--- Excerpted records Enclosed Below ---
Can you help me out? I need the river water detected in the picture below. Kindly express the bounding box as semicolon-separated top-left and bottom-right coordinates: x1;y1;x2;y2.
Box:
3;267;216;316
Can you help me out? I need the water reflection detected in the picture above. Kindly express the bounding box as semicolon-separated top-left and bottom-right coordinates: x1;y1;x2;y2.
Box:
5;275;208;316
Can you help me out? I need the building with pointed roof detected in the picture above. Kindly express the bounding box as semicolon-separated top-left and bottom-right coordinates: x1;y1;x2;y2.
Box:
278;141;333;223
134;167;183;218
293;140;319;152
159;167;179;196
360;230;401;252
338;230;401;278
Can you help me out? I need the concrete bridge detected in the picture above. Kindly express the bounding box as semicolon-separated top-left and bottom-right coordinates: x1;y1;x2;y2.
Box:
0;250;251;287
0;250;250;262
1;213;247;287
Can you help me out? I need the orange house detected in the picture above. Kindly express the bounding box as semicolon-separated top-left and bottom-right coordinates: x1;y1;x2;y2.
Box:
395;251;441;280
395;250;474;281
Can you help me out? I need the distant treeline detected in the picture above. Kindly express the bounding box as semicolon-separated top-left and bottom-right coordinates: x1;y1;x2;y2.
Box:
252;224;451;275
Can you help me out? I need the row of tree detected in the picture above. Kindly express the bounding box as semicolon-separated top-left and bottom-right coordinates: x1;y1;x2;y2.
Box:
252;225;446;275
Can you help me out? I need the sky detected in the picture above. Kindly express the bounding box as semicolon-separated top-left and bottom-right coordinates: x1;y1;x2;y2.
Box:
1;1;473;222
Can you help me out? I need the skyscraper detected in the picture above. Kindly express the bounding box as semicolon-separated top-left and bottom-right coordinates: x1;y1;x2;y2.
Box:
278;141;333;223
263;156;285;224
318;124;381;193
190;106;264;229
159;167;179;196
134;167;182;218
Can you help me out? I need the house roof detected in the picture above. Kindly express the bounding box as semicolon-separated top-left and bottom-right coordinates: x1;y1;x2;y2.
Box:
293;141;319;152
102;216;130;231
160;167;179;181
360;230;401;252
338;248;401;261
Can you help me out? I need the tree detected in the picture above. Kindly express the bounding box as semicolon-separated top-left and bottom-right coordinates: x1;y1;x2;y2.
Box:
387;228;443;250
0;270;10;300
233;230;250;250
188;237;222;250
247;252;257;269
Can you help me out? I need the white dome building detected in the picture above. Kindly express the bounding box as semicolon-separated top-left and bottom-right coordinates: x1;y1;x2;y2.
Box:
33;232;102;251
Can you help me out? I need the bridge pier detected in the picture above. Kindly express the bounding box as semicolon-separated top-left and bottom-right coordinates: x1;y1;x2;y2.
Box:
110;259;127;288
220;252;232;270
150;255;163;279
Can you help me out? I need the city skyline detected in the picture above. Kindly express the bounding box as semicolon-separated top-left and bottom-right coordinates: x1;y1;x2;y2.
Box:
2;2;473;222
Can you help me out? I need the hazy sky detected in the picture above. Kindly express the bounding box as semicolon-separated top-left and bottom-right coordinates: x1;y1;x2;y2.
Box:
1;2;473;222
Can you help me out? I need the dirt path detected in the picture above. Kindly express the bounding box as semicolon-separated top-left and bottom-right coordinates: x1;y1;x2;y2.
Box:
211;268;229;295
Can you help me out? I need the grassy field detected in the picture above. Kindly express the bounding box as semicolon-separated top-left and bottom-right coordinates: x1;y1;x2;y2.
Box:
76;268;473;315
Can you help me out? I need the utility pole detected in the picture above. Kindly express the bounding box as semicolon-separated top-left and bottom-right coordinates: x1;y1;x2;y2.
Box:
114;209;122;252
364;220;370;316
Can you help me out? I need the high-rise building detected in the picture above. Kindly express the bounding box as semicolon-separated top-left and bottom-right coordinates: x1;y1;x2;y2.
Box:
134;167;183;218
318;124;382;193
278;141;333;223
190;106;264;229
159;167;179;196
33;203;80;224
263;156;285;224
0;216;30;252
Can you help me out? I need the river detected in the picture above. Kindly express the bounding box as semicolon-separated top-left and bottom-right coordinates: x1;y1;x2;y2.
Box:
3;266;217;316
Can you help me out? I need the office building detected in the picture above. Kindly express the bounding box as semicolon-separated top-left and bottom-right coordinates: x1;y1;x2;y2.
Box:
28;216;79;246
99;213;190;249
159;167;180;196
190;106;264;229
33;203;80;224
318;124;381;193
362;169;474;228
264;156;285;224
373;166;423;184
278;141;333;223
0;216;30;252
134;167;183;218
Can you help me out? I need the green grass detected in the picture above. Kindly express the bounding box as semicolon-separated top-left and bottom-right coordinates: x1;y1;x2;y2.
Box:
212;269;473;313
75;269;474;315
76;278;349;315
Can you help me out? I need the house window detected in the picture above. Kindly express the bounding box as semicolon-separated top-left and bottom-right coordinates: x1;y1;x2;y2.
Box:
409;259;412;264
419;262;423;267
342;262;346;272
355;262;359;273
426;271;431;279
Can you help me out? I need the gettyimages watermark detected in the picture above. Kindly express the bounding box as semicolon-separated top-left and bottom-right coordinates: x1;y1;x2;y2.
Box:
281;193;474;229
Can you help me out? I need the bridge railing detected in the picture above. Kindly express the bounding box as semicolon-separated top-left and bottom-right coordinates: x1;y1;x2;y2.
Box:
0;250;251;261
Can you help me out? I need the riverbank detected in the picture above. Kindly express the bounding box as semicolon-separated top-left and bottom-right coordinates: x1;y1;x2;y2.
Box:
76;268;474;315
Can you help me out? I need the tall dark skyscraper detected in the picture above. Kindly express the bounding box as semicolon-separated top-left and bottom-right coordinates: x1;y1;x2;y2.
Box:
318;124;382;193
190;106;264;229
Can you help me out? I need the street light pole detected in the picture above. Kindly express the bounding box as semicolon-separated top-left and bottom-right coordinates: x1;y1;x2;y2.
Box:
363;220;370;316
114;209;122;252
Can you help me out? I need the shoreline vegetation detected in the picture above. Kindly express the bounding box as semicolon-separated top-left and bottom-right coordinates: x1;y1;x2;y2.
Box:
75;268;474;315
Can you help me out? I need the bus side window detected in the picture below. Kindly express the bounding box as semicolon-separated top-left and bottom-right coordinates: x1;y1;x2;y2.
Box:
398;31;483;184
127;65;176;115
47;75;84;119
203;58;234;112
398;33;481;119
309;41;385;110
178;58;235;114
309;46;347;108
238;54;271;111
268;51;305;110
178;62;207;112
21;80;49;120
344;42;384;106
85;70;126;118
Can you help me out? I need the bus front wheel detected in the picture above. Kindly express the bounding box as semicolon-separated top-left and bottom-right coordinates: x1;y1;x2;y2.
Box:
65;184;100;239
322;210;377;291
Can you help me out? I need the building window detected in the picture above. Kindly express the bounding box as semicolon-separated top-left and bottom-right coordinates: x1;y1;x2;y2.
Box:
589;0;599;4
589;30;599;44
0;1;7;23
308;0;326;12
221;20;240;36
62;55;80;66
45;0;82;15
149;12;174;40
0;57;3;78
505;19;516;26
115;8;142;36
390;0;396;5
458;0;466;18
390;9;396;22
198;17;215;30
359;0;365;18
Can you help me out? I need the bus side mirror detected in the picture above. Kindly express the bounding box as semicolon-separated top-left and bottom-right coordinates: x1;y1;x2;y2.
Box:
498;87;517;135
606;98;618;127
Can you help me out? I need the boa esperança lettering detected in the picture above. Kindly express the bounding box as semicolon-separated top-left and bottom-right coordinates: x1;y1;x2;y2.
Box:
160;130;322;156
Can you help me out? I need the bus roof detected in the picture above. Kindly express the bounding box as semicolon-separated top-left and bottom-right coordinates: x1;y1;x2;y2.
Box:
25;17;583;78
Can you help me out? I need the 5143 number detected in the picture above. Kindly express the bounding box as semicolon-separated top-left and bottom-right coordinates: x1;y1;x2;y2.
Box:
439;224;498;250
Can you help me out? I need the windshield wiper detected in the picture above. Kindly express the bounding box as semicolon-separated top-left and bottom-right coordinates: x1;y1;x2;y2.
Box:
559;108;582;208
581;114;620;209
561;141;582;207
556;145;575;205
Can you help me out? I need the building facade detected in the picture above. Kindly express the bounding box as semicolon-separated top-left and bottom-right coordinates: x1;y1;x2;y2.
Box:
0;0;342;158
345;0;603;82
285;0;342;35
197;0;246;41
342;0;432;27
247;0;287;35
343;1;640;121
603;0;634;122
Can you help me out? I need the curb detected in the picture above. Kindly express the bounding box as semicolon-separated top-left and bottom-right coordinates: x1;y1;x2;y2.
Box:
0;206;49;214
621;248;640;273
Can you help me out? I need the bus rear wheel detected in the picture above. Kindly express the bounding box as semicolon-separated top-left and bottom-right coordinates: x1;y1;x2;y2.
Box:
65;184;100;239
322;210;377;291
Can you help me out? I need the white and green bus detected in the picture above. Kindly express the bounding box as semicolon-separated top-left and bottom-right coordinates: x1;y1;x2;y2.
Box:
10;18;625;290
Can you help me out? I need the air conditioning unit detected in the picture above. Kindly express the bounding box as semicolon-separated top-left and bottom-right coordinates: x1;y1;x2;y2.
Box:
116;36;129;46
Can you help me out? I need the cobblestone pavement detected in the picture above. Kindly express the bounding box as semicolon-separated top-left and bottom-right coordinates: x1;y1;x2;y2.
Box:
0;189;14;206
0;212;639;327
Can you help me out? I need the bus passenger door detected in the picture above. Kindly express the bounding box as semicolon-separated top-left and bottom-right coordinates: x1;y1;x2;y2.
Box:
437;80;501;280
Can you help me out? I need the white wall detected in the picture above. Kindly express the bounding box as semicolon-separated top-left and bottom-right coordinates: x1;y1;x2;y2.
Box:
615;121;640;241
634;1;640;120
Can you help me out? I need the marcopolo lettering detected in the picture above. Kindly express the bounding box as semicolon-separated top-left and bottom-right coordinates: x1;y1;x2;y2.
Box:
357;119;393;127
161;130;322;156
--- End of Enclosed Excerpted records ---
◆ **Exercise brief**
Pull out all lines from the listing that contain the string "building".

◆ **Response to this task**
Can you help me out? I need the building with pointed roof detected in the picture above. Kindly express the bounding box as semicolon-separated top-left and bottom-right coordinates: x1;y1;x2;y2.
Can you help me out? I need the white dome building detected in the picture above. Kindly express the bounding box as semicolon-separated top-left and bottom-right coordinates: x1;y1;x2;y2.
Can you help me out? I need the high-rise building detected in the picture above. Kindly express the bounding box as semicolon-separated top-left and bottom-right coordinates: x1;y1;x2;y2.
Can you help me out? I need the office building detected in the picture above. Kindly express the bounding box as semicolon-separated top-left and bottom-right coordinates: x1;y1;x2;y2.
Can you help me out? I need the building window detected in the picture above. Kindly express the bounding box as semicolon-separated top-left and bottom-right coordinates: x1;y1;x2;y2.
Can you help me out? I need the building facade detected in the picture above. Kindly express the bounding box as semicolon-separated top-left and bottom-right coordinates: x1;y1;x2;y2.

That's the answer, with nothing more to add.